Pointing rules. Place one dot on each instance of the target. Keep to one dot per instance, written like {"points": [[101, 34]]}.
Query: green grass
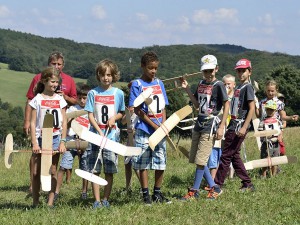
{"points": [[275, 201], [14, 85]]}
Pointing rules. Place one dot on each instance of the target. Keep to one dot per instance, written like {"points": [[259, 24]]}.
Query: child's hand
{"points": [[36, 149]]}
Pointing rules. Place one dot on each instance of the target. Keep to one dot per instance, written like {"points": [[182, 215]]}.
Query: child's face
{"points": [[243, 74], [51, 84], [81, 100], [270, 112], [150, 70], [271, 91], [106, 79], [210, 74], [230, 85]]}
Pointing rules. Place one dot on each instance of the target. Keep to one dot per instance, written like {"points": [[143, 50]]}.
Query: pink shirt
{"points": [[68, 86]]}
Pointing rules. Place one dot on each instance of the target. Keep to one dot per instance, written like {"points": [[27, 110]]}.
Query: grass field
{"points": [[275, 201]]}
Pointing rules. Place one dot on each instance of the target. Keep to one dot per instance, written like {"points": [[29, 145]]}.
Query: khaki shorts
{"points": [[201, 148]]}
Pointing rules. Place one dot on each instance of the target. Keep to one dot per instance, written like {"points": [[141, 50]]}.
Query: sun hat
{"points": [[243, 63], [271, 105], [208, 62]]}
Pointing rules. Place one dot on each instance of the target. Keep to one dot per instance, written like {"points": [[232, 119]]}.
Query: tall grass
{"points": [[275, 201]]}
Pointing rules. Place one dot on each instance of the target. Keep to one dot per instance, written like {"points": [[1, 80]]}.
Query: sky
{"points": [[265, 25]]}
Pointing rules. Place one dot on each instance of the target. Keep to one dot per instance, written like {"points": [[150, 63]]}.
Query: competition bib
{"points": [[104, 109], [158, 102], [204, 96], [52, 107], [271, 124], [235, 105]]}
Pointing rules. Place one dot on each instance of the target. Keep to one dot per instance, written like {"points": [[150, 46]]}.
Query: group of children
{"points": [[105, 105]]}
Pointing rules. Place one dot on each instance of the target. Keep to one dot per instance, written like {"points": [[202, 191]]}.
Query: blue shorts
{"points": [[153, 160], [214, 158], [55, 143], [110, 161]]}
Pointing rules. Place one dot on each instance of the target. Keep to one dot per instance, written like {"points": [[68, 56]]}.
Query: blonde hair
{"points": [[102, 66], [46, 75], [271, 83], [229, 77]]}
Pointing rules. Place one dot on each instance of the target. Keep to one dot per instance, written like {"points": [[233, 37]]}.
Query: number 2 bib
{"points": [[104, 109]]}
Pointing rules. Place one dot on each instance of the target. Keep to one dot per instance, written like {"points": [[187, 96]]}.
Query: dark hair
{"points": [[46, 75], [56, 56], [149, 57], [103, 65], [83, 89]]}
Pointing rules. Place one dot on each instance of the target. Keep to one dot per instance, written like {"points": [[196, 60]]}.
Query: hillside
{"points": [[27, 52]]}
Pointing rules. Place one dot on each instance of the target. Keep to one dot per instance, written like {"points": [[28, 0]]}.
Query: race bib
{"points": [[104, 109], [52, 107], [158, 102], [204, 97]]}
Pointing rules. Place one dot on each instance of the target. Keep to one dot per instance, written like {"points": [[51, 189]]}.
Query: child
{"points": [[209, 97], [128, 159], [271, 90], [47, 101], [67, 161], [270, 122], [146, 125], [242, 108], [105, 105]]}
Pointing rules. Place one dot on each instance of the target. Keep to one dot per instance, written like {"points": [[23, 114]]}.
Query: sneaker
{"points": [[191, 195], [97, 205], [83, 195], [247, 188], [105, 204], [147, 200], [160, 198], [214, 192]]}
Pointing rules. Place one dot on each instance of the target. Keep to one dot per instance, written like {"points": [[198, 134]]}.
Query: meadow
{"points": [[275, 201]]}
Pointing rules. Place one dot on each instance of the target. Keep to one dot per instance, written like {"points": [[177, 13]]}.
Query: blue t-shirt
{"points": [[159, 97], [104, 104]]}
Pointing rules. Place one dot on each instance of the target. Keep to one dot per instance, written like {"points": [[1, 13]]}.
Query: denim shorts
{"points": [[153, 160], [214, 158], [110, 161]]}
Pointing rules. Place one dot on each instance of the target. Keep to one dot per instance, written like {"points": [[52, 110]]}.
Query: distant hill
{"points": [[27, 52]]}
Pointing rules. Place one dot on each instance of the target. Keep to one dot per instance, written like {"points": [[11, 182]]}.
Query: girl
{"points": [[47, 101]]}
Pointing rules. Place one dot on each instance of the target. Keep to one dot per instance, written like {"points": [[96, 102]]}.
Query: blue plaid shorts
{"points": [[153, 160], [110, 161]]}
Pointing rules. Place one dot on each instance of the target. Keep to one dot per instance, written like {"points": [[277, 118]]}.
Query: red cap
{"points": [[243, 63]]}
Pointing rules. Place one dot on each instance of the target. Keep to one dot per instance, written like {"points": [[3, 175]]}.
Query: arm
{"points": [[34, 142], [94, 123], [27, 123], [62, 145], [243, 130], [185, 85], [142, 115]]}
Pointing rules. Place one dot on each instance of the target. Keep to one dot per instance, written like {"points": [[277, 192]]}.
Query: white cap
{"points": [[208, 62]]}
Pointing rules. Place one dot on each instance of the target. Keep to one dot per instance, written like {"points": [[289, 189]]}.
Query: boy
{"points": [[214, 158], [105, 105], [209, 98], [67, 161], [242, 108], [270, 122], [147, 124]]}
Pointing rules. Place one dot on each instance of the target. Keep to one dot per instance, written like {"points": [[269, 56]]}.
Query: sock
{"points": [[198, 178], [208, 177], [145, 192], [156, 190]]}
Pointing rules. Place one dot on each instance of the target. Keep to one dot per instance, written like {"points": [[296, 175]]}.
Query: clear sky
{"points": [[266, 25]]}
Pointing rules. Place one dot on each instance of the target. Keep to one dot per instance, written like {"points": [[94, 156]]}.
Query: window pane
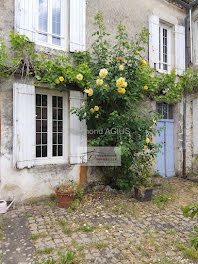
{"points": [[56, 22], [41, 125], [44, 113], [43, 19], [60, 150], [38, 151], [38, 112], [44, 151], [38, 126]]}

● ● ● ● ●

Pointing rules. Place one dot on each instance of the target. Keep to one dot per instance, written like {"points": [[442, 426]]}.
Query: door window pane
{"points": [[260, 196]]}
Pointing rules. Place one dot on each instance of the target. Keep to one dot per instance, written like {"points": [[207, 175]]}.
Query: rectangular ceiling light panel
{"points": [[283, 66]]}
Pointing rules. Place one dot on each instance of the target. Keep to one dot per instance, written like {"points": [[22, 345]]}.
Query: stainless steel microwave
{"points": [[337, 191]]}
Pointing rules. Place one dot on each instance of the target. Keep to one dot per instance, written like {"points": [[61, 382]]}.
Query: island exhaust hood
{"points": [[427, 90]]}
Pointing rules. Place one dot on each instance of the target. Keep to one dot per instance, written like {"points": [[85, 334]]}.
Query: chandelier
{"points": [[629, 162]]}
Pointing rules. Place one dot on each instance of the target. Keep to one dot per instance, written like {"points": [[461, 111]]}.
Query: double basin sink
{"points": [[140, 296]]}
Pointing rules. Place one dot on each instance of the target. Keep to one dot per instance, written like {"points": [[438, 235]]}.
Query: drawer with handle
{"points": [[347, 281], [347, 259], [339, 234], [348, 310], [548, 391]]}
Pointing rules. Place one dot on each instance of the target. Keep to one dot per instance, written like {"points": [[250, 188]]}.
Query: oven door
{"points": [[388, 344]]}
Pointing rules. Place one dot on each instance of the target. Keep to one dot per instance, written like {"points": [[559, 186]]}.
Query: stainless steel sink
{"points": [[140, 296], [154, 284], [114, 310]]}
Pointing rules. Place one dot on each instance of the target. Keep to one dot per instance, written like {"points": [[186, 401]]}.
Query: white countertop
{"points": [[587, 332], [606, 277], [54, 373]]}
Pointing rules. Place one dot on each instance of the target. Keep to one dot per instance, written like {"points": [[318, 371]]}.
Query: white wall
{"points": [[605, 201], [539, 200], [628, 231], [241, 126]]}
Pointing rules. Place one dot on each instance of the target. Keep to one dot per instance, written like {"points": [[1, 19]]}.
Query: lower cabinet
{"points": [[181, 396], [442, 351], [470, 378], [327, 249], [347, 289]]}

● ● ● ● ●

=== GOAL ===
Report every line of the material that contains the word "shorts", copying each line in full.

=== WRITTEN SOLUTION ===
Query: khaki shorts
Query: blue shorts
Query: denim shorts
Query: blue plaid shorts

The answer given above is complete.